# Exercise prompt
Copy the entries from the line with "I'm trying to locate the vanity" through the line with "[350,222,367,240]", including both of those lines. Keep the requests as they are, and multiply every bounding-box coordinate in the answers by 2.5, rounding to whole numbers with halves rounded up.

* START *

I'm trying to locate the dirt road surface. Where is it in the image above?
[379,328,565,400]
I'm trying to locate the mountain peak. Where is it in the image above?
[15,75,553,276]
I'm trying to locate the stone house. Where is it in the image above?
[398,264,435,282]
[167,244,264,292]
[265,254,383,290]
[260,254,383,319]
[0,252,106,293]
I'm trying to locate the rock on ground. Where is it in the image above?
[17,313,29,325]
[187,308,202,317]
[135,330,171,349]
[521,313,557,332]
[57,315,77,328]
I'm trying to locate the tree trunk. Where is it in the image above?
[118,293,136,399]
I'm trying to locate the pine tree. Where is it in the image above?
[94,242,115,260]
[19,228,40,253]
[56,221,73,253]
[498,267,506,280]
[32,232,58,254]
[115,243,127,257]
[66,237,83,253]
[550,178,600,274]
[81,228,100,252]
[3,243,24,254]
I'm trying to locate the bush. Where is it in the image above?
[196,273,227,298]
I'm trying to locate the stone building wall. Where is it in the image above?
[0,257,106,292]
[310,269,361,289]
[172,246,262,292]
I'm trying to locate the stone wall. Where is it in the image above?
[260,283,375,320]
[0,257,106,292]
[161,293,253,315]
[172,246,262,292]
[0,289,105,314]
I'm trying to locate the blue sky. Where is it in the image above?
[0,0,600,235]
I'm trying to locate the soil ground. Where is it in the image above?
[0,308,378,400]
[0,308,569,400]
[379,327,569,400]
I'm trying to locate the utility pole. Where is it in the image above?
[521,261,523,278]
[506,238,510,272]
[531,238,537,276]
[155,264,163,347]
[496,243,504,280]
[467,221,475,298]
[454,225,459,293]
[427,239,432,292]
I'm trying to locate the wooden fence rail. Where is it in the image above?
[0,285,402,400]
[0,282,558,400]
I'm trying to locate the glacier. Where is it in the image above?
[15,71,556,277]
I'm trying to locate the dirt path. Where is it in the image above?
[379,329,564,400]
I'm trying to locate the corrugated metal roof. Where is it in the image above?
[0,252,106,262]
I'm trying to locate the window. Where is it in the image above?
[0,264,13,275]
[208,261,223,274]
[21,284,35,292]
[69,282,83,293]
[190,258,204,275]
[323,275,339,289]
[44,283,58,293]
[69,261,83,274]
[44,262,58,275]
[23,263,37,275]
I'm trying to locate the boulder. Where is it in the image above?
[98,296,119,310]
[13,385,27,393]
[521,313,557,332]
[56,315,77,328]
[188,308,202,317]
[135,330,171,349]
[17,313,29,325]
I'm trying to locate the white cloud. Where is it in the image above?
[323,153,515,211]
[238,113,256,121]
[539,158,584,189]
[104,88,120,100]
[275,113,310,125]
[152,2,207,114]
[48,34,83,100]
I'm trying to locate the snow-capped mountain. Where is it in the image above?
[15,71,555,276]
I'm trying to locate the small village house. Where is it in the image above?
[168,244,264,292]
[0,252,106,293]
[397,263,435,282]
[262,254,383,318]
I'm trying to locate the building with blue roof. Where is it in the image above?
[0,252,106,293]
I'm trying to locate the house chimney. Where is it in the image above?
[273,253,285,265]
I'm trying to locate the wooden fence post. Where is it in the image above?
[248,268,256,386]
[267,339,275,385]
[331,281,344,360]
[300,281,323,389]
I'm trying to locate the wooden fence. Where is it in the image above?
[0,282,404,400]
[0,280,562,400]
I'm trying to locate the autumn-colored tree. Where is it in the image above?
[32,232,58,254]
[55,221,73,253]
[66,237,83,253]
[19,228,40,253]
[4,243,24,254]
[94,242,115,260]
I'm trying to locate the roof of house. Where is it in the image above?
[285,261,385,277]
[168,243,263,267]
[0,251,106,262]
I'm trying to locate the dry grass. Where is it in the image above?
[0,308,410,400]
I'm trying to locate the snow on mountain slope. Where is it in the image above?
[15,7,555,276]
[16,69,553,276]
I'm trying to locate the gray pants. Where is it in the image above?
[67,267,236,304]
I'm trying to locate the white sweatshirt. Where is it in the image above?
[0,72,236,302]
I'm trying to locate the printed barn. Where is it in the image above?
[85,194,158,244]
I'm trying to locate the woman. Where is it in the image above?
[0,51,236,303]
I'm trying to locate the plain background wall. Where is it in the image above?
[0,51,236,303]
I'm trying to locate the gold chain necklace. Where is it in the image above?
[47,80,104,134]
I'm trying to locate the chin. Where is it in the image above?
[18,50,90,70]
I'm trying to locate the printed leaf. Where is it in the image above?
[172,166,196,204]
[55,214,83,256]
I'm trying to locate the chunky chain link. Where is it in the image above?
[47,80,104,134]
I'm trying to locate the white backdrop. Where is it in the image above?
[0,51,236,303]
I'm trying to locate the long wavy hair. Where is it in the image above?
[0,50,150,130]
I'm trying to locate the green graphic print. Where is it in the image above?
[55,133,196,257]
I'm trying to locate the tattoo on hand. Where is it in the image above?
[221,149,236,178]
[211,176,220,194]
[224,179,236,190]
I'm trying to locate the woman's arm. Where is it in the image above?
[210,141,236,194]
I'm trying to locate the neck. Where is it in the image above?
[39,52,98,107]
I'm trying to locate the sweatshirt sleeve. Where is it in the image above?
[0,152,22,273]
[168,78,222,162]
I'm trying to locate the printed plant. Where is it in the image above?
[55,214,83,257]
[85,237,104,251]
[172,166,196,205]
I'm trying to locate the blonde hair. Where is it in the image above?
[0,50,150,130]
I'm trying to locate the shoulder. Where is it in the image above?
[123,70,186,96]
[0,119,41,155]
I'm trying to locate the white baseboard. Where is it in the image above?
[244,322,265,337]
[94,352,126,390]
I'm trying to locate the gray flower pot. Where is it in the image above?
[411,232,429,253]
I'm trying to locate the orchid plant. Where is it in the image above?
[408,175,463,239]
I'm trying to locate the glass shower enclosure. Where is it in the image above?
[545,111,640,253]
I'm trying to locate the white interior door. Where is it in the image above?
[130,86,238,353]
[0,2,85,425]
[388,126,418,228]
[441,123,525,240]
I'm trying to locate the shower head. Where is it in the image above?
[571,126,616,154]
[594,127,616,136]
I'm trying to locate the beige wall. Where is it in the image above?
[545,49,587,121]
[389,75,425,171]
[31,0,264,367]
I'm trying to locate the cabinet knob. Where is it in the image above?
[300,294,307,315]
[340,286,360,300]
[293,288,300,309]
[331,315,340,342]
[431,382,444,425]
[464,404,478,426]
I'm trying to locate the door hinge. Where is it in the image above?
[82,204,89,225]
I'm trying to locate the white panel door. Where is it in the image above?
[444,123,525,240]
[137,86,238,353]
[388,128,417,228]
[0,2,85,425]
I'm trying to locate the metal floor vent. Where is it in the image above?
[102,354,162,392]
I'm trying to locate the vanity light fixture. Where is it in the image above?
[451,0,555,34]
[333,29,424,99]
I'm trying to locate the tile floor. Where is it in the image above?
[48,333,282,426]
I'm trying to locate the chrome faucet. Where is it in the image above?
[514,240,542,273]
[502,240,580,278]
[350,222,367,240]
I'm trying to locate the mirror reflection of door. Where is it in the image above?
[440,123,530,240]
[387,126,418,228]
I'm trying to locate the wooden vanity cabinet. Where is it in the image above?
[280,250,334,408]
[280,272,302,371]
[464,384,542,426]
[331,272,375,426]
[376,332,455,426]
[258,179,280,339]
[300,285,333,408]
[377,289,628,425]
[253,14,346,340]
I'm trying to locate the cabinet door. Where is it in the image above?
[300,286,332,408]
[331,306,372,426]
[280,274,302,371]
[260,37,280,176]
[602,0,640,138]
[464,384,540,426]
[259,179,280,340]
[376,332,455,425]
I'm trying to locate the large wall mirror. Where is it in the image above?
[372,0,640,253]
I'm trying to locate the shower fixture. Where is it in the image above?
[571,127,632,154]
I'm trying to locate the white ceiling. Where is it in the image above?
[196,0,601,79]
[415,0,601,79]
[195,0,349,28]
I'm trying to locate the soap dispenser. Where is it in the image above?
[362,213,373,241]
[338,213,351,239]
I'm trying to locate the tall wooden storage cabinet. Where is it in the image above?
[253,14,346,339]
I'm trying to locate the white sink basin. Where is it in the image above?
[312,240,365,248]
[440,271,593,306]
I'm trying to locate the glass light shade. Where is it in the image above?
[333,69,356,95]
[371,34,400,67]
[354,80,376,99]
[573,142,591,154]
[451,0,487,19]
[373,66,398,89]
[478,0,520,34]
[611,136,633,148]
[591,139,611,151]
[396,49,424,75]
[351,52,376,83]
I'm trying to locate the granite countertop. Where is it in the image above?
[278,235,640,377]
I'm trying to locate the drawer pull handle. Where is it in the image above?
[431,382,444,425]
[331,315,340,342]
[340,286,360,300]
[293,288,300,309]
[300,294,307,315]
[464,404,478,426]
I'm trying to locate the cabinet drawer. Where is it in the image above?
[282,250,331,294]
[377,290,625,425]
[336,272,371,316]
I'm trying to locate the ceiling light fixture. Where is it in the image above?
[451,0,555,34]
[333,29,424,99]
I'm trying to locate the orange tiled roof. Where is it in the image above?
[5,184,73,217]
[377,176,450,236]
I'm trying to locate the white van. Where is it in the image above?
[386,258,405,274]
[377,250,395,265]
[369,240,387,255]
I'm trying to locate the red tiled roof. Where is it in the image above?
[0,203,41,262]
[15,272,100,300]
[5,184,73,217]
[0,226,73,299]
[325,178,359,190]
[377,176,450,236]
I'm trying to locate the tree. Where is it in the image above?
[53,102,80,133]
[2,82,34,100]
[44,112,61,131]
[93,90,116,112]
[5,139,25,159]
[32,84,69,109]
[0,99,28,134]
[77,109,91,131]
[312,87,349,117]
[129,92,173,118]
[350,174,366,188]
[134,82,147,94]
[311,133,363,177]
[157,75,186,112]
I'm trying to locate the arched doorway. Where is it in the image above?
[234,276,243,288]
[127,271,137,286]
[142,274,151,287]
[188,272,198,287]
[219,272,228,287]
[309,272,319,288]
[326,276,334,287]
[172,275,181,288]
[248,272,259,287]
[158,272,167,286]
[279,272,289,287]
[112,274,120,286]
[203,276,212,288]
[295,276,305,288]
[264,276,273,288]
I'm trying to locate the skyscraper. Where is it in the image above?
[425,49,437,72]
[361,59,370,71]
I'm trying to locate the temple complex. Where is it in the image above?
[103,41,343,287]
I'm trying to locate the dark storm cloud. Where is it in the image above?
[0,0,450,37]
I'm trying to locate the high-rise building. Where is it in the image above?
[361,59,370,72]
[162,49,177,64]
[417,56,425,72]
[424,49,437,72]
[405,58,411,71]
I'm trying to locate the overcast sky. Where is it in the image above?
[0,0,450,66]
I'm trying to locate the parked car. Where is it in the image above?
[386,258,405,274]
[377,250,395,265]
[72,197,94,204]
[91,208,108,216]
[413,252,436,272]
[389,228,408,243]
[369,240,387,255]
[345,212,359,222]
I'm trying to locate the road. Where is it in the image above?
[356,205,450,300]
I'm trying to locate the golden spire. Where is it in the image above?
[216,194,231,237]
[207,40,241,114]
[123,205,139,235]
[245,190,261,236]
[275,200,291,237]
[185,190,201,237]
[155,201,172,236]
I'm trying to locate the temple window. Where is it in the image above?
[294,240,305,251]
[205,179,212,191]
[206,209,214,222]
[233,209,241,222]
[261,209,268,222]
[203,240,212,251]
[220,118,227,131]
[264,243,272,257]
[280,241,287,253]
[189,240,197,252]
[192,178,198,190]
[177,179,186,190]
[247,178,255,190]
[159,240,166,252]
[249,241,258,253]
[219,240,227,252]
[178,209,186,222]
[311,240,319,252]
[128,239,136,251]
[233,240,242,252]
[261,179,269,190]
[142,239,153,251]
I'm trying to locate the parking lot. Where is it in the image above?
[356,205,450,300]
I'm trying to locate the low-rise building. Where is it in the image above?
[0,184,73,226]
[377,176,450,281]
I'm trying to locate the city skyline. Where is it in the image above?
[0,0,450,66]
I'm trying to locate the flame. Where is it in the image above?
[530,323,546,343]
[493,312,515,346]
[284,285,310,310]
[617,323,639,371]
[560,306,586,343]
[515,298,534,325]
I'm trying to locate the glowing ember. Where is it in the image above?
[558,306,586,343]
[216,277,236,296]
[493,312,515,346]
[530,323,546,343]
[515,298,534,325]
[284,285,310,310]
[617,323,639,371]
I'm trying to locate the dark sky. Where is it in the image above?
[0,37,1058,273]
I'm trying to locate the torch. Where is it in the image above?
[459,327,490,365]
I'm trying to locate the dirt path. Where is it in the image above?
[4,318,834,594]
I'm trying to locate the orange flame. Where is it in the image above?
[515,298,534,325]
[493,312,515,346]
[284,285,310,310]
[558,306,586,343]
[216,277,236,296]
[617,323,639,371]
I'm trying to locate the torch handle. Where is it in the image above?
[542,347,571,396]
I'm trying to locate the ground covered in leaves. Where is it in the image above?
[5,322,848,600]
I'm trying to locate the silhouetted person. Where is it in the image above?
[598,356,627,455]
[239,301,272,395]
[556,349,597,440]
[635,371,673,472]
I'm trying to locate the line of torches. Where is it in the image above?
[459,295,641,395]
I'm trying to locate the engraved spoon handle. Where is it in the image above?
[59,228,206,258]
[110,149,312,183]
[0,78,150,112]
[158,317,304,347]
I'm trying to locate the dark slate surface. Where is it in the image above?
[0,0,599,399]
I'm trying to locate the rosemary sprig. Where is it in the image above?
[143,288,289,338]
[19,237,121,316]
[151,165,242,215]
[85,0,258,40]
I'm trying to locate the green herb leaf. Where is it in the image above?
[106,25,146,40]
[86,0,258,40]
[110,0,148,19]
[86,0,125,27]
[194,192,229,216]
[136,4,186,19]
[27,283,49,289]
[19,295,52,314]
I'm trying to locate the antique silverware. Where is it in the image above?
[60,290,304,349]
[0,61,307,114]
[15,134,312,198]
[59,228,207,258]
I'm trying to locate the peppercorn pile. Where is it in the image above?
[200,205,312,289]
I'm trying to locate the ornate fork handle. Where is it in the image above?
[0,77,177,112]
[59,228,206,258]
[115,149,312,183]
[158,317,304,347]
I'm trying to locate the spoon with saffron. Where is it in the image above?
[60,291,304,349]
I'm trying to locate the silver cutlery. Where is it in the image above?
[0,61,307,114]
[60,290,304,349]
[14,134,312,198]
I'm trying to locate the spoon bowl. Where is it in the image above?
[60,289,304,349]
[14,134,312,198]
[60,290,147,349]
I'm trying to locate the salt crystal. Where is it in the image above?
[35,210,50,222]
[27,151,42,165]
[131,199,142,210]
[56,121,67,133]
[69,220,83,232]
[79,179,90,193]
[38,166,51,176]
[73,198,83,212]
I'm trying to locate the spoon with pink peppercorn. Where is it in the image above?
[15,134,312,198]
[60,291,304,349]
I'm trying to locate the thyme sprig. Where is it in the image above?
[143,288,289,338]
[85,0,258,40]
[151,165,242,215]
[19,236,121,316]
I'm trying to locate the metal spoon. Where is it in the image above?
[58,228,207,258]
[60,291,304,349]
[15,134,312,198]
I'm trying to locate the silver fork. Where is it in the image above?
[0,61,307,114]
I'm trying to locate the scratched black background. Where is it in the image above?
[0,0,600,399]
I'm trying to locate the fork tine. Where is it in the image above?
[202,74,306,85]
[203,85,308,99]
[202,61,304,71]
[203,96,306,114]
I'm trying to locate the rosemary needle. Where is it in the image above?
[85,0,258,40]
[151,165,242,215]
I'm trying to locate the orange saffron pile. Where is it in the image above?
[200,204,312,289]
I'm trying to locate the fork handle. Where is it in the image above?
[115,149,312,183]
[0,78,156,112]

* END *

# Worked answer
I'm trying to locate the vanity light fixture. Where is it in the image above?
[1128,0,1388,85]
[833,73,1060,248]
I'm trying to locate the tile floor. Where is it in the image above?
[120,833,705,1065]
I'm trying to locate the chrome faucet. Where is it in the image above?
[1285,600,1355,683]
[1255,600,1450,695]
[875,555,918,600]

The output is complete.